**Text shown:**
_ _ _

= 2009 Hezbollah plot in Egypt =

Failed terrorist attempt

The 2009 Hezbollah plot in Egypt involved the arrest of 49 men by Egyptian authorities in the five months preceding April 2009. Egypt accused them of being Hezbollah agents planning attacks against Israeli and Egyptian targets in the Sinai Peninsula. The arrests led to tensions between the Egyptian government and Hezbollah, as well as between Egypt and Iran.

Tension had been high since Israel's Gaza War. Hezbollah head Hassan Nasrallah had accused Egypt of being a partner to the killing of Palestinians there, saying if it did not open the Rafah crossing it would be considered a "partner in the killing of Palestinians by the IDF."

The plot prompted the Egyptian government to officially designate Hezbollah a "terrorist group".

==Activities==
In Port Said, a cell was set up to monitor ship activity in the Suez Canal. The cell was to buy a boat as well as set up a fish shop in order to do this.

Reports said the men had planned three major bomb attacks in Taba, popular with Israeli tourists, using explosive belts and car bombs.

==Reaction==
===Egyptian===
Egypt's reaction was hostile. President Hosni Mubarak issued a strong statement denouncing the Lebanese group and its supporters. "They [Hezbollah and Iran] aspire to impose their influence on our Arab world by introducing hostile elements into the region, in efforts to threaten Egypt's national security," Mubarak said. He added, "[W]e will uncover their plot; beware of Egypt's wrath." In addition, the Egyptian newspaper Al-Ahram claimed that Iran, Syria, and Qatar were working to overthrow the Egyptian government.

_ _ _

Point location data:

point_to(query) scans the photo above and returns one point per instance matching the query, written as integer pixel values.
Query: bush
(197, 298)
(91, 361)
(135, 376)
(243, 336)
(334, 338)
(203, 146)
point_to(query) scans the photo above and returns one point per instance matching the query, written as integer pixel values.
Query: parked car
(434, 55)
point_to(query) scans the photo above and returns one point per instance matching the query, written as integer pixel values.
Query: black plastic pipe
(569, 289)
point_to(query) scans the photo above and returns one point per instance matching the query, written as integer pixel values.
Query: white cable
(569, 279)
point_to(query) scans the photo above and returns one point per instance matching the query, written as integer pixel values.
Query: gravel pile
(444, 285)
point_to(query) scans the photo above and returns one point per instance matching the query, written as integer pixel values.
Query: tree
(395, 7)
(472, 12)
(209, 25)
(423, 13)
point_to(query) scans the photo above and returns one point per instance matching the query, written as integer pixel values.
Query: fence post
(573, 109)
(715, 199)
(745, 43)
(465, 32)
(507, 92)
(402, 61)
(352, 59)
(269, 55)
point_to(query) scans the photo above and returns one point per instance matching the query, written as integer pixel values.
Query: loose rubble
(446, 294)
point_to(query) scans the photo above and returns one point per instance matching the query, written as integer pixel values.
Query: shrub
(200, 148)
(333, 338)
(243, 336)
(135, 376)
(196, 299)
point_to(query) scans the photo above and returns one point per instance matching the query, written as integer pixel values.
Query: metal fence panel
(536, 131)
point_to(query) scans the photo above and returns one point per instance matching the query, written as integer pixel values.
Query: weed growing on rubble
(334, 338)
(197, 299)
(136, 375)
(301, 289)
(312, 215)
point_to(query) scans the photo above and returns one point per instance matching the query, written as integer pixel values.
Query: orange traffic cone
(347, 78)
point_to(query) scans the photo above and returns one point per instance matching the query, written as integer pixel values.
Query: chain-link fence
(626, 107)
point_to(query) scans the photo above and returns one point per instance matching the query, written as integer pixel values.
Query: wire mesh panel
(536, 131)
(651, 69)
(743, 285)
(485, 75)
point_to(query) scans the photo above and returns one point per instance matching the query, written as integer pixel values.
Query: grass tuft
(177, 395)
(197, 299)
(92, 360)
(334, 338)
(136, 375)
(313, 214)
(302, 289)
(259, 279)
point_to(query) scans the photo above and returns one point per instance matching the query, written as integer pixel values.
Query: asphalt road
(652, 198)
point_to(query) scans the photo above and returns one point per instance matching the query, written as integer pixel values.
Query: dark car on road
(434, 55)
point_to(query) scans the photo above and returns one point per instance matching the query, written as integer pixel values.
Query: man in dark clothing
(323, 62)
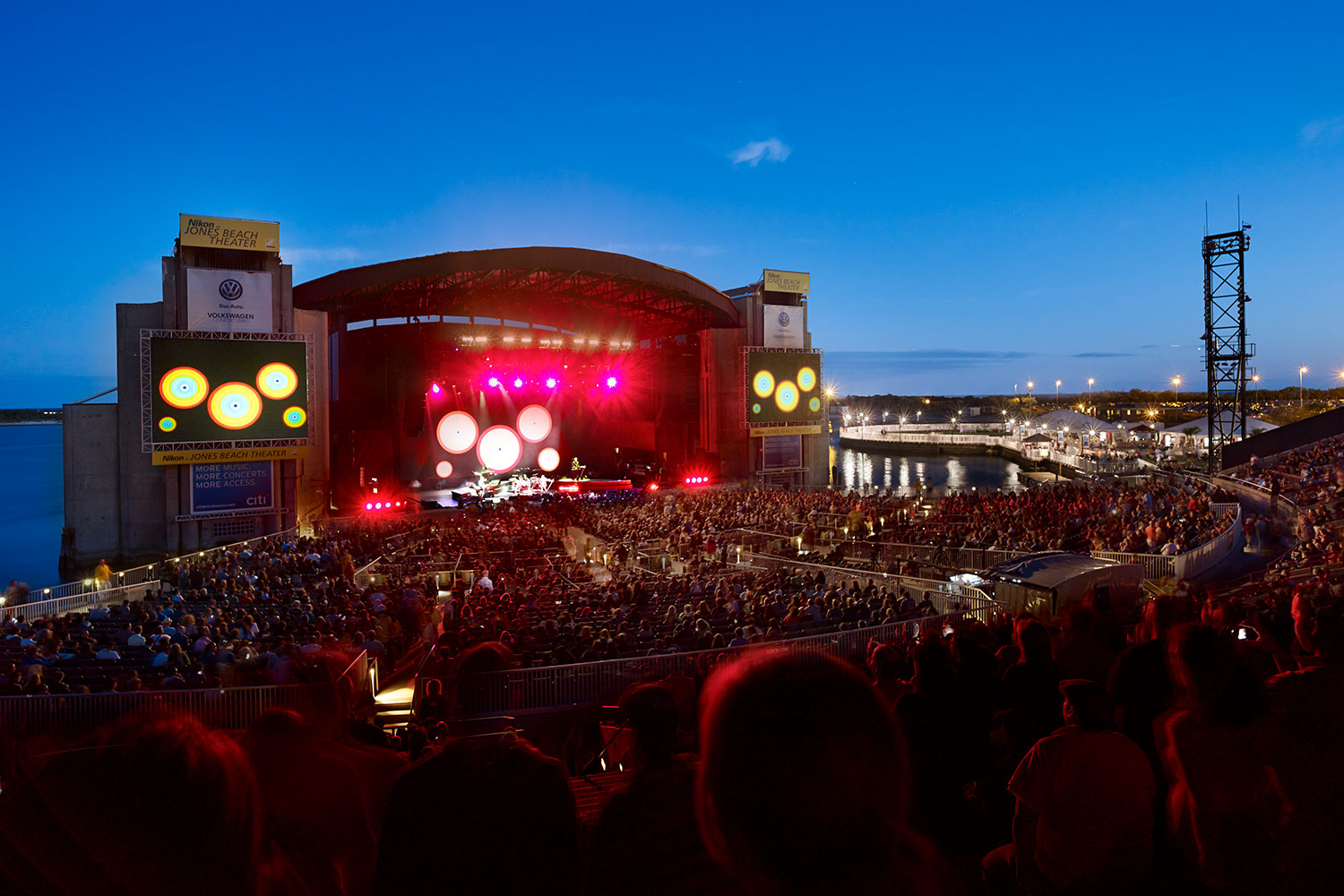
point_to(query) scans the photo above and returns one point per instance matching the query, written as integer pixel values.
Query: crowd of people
(1195, 753)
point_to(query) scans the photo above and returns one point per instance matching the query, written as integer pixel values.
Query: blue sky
(983, 194)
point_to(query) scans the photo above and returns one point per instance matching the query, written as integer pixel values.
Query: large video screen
(784, 387)
(217, 390)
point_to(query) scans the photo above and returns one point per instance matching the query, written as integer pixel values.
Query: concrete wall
(91, 476)
(140, 482)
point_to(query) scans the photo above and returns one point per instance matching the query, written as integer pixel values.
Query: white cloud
(1322, 129)
(760, 151)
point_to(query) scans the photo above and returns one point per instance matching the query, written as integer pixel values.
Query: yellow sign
(228, 233)
(787, 281)
(785, 430)
(215, 455)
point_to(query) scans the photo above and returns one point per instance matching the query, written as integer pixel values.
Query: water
(940, 471)
(30, 532)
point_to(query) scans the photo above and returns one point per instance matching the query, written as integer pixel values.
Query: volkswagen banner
(784, 325)
(228, 301)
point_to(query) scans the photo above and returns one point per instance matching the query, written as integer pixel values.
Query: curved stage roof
(574, 289)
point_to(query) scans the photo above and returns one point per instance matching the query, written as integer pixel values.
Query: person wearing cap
(1085, 806)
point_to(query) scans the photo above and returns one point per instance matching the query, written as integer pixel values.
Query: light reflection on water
(938, 471)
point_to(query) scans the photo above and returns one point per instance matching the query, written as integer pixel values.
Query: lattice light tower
(1226, 349)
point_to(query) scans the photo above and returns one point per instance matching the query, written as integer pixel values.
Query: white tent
(1202, 425)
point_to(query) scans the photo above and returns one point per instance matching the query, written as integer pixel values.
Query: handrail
(88, 586)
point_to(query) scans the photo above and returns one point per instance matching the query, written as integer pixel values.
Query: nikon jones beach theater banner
(228, 301)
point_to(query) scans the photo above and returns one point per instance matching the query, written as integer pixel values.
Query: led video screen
(228, 390)
(784, 387)
(496, 432)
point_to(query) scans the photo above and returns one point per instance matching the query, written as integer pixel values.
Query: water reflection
(938, 471)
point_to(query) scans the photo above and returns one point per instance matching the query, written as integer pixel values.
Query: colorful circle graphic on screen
(457, 433)
(499, 449)
(183, 387)
(762, 383)
(534, 422)
(234, 406)
(277, 381)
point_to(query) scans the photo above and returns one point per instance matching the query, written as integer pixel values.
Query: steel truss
(1226, 349)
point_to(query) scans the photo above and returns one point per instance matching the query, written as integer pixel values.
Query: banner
(220, 487)
(228, 233)
(228, 301)
(785, 325)
(204, 455)
(787, 281)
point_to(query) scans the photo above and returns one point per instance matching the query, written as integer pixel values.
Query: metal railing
(142, 573)
(593, 684)
(215, 707)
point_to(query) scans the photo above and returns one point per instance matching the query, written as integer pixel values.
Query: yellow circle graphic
(183, 387)
(234, 406)
(277, 381)
(762, 383)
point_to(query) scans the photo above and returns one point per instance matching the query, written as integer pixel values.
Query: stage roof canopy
(572, 289)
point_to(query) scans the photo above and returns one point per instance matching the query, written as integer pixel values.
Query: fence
(215, 707)
(594, 684)
(142, 573)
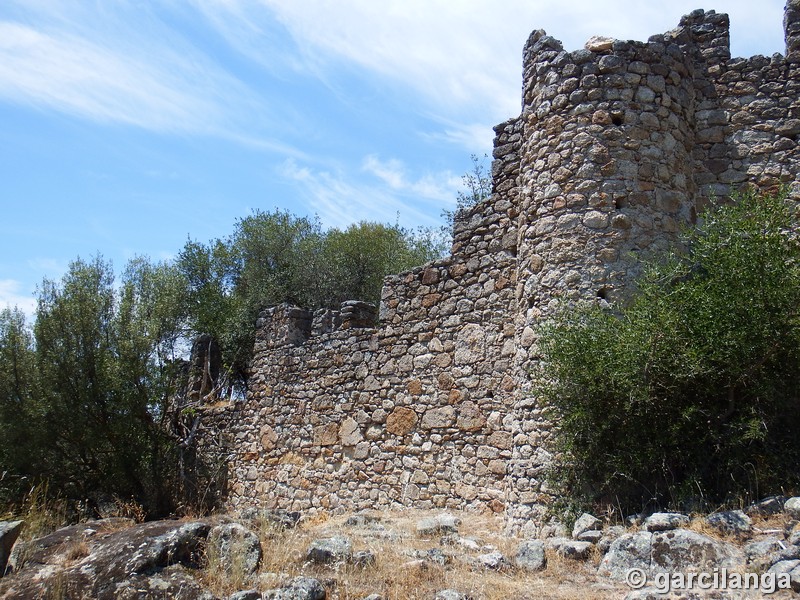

_ _ _

**Work instructions:**
Can you condense the paragraph in the article on the 2009 Hezbollah plot that begins "The 2009 Hezbollah plot in Egypt involved" into a short list of its main facts? Nothing in the listing is needed here.

**Solution for this task:**
- Egyptian authorities arrested 49 men in the five months before April 2009.
- Egypt accused them of being Hezbollah agents planning attacks on Israeli and Egyptian targets in the Sinai Peninsula.
- The arrests caused tensions between Egypt and Hezbollah and between Egypt and Iran.